Looking at the data below, count the lines that contain the string "silver". Write only the total.

:: Input for this task ::

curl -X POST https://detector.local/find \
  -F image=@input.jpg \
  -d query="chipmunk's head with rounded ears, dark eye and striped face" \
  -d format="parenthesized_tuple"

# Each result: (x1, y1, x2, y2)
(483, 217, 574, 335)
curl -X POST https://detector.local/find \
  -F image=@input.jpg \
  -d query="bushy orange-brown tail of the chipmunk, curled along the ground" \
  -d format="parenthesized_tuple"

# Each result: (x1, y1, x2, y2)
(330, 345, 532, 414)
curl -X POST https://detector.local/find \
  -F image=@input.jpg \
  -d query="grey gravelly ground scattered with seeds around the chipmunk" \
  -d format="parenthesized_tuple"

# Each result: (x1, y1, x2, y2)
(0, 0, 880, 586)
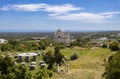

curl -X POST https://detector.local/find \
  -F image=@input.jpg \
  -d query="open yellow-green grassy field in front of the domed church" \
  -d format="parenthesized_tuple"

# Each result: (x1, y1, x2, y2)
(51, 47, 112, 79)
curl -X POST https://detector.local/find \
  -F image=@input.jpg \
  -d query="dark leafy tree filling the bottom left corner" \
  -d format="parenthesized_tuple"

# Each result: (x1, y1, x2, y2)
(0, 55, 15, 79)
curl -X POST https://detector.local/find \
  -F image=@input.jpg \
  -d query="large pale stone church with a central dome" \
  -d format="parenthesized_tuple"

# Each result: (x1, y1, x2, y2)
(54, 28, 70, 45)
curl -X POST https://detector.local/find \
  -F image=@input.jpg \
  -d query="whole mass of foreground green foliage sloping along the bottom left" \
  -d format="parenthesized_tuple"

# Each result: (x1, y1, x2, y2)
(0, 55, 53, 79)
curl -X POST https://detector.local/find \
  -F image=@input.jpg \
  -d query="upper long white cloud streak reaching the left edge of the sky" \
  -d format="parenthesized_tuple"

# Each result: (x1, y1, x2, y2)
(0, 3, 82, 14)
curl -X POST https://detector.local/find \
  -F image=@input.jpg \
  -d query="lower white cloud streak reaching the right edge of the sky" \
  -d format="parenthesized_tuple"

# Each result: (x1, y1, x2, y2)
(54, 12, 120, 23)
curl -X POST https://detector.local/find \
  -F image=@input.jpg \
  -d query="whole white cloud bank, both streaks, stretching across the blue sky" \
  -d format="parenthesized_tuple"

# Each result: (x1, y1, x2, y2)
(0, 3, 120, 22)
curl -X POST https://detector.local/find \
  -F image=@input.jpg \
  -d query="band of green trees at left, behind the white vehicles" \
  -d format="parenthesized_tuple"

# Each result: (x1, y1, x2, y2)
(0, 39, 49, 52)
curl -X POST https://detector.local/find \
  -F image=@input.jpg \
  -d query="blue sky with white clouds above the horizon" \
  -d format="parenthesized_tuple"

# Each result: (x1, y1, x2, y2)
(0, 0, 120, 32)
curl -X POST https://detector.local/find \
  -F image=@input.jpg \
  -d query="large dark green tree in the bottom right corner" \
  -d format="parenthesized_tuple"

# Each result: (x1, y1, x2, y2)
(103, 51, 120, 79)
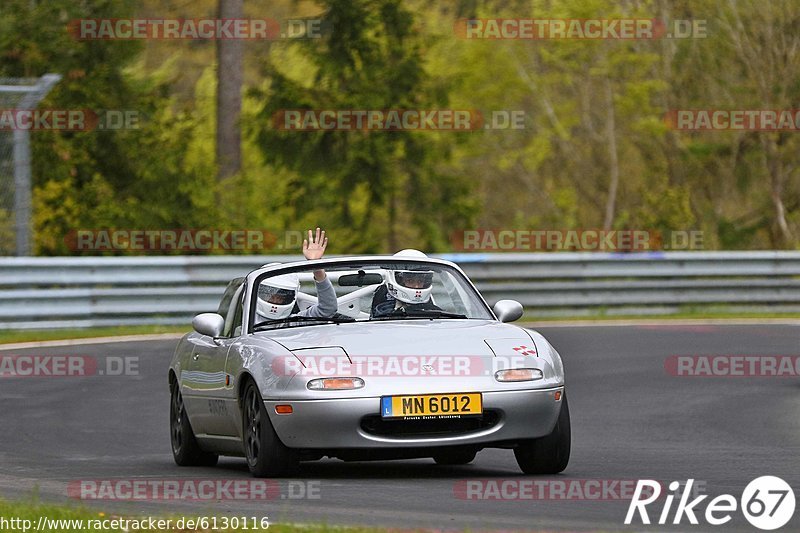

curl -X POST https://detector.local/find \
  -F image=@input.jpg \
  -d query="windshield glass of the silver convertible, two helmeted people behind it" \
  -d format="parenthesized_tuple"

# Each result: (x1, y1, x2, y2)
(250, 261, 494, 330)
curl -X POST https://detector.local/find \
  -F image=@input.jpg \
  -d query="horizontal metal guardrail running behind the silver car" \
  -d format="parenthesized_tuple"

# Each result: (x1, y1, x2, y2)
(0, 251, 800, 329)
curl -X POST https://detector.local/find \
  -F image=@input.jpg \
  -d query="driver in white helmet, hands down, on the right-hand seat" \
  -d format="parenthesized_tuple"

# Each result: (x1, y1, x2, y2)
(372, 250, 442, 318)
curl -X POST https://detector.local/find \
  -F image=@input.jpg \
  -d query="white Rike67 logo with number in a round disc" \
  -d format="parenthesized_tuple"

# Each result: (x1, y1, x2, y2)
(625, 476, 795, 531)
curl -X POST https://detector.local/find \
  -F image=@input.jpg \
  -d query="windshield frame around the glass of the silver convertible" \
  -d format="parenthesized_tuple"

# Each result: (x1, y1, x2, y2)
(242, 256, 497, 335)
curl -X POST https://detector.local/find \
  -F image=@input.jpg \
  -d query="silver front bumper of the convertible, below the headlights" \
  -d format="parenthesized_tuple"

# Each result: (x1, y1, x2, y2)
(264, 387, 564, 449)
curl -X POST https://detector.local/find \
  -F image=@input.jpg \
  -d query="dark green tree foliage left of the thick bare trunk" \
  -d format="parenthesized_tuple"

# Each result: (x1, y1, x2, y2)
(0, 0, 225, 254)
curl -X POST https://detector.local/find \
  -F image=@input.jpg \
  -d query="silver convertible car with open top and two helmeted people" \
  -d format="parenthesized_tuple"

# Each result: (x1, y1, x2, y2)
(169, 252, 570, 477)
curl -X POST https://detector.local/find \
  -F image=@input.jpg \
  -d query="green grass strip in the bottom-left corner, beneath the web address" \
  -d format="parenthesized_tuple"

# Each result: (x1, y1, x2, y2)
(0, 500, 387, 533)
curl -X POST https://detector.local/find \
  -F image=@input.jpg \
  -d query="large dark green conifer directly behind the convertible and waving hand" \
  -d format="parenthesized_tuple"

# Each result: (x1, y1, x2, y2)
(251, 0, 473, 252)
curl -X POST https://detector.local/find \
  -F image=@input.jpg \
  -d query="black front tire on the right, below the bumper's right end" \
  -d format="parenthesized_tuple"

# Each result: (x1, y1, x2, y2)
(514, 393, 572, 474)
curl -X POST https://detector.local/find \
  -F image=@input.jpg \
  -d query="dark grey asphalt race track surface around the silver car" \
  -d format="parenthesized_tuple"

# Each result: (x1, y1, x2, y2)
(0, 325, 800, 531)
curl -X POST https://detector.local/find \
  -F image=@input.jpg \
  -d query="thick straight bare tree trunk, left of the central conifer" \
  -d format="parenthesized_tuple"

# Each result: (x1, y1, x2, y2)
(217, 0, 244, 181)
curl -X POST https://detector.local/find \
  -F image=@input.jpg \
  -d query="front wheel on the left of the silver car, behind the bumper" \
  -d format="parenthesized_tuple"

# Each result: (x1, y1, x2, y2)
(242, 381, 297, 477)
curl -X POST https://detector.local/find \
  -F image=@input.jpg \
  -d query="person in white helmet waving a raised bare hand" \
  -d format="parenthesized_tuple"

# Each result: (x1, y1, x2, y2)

:::
:: Input for this task ::

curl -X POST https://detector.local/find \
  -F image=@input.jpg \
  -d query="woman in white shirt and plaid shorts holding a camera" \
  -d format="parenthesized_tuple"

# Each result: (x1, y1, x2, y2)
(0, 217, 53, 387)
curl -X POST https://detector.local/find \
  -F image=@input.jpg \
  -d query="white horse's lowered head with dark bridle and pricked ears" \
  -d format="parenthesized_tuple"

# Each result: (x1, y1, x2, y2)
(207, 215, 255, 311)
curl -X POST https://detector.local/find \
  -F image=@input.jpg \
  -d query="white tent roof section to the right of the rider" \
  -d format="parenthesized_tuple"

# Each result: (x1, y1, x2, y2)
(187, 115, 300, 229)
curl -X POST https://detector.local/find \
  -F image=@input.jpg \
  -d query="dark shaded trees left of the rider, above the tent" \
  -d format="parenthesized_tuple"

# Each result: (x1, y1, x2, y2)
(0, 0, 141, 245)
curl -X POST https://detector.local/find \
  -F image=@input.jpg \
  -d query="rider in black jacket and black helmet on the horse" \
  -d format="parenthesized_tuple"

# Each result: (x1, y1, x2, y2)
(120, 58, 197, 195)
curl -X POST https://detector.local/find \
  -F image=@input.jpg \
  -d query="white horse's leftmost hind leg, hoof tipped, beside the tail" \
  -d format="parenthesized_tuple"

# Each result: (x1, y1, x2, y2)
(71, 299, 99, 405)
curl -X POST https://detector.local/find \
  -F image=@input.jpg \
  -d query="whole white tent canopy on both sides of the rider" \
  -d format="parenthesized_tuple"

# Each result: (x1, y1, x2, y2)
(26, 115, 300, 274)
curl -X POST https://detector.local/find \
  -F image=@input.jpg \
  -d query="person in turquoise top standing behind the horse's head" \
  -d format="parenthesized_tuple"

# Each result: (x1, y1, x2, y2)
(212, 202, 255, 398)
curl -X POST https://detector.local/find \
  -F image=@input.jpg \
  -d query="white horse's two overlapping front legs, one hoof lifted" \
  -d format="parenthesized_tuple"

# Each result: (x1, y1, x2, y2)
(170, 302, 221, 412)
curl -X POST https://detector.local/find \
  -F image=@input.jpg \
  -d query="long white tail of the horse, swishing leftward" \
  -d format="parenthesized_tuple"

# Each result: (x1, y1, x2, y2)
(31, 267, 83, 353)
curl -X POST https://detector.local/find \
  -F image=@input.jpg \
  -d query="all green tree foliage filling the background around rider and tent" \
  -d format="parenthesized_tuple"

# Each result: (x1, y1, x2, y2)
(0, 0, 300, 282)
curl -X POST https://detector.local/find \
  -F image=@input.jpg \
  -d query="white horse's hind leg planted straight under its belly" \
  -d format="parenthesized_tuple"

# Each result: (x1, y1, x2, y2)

:::

▶ _Result of this task_:
7